[Dataset records]
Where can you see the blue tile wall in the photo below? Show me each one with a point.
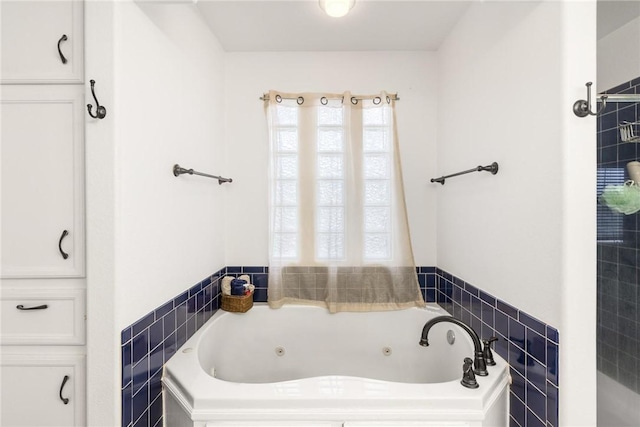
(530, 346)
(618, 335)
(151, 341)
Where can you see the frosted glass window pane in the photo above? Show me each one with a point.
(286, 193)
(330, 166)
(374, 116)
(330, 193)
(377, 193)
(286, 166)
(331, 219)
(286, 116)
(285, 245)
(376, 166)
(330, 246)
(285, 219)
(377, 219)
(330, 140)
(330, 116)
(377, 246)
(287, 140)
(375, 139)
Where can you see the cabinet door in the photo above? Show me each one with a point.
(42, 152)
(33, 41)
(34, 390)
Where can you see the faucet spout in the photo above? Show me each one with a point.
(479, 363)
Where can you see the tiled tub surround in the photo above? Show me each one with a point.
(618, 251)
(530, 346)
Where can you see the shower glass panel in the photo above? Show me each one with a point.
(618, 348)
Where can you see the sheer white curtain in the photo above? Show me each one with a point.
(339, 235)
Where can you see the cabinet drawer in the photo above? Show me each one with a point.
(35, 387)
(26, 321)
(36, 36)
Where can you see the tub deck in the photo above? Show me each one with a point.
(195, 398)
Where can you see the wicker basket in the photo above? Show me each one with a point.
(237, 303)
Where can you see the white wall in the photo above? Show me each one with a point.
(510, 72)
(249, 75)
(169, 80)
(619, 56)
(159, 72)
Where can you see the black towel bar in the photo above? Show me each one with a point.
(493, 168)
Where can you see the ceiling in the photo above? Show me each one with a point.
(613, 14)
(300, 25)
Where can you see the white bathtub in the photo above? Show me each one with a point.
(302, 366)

...

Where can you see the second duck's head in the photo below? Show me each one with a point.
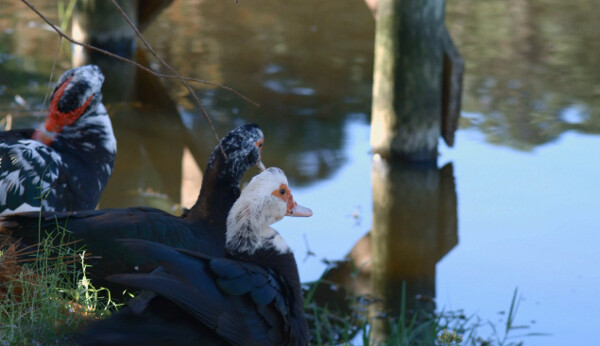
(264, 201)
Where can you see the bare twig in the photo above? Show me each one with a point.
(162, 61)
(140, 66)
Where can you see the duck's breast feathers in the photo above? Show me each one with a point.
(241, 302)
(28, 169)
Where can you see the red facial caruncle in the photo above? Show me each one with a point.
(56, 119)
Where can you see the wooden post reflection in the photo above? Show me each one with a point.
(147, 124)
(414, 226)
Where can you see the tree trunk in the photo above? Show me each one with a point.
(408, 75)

§ **Exercise prompt**
Gather every line of the data above that contains the string "cabinet" and list those lines.

§ **The completed task**
Where can you see the cabinet door in the photo above? Show me each one with a point.
Where can you see the cabinet drawer in the photo above? Show me each one with a point.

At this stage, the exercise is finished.